Point labels for objects:
— BEGIN —
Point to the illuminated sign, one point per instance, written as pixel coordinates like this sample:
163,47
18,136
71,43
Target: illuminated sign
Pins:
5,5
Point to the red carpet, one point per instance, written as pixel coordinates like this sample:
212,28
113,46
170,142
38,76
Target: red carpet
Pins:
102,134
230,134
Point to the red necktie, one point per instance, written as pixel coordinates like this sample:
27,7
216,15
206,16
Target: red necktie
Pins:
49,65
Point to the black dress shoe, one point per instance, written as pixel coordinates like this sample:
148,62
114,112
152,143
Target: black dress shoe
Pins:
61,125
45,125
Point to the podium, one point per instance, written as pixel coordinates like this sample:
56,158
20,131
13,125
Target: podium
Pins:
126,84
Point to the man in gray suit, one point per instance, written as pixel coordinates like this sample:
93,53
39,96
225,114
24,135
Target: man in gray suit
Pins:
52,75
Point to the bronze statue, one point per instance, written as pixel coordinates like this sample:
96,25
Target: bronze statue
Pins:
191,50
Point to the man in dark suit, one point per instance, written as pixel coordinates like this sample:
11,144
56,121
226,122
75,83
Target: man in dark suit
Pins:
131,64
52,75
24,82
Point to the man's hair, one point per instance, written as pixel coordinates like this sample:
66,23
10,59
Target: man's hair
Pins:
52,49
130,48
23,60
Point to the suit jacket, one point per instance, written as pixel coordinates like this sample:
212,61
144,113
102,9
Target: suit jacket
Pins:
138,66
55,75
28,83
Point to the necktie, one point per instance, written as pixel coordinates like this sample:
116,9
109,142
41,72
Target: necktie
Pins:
— END —
■ The problem
Recast all of the material above as a numbered list with one line per item, dropping any blank lines.

■ The output
1. Point to the illuminated sign, one point per instance, written as pixel coordinates like this sample:
2. 163,47
3. 18,136
4. 71,43
5. Target: illuminated sign
6. Pins:
7. 5,5
8. Point to the red carpet, one point per instance, written as pixel coordinates like this sample:
9. 212,28
10. 113,46
11. 170,142
12. 38,76
13. Target: red carpet
14. Pins:
15. 102,134
16. 230,134
17. Point to the red necktie, one point per instance, written as pixel coordinates like this sample:
18. 27,7
19. 216,15
20. 206,16
21. Target: red necktie
22. Pins:
23. 49,65
24. Point to the black dress shoe, one point per instance, written as pixel coordinates like this sample:
25. 148,62
26. 114,112
27. 152,143
28. Target: black dress shoe
29. Pins:
30. 61,125
31. 45,125
32. Point to the podium, one point per instance, written as pixel coordinates like this sample:
33. 56,158
34. 20,131
35. 13,125
36. Target: podium
37. Pins:
38. 126,84
39. Point to the man in gray suit, one point per instance, written as pixel coordinates like this sample:
40. 93,53
41. 39,96
42. 225,114
43. 24,135
44. Target: man in gray suit
45. Pins:
46. 52,75
47. Point to the bronze statue, one point per instance, written as pixel coordinates like this sample:
48. 96,25
49. Target: bronze statue
50. Pins:
51. 191,50
52. Point to the man in dark suit, one point per instance, written as pixel coordinates like this sample:
53. 11,144
54. 56,121
55. 226,122
56. 75,83
57. Target: man in dark suit
58. Pins:
59. 131,64
60. 52,75
61. 24,82
62. Point to the man's hair, one point per instance, written as pixel coordinates like this sample:
63. 66,23
64. 10,59
65. Target: man's hair
66. Pins:
67. 52,49
68. 130,48
69. 23,60
70. Point to the suit jacket, one point per instance, written as pixel coordinates like this sample:
71. 212,61
72. 144,113
73. 102,9
74. Target: suit jacket
75. Pins:
76. 138,66
77. 55,75
78. 28,83
79. Point to the necktie, one point per instance, written as pixel coordinates like this sample:
80. 116,9
81. 109,142
82. 41,72
83. Target: necktie
84. Pins:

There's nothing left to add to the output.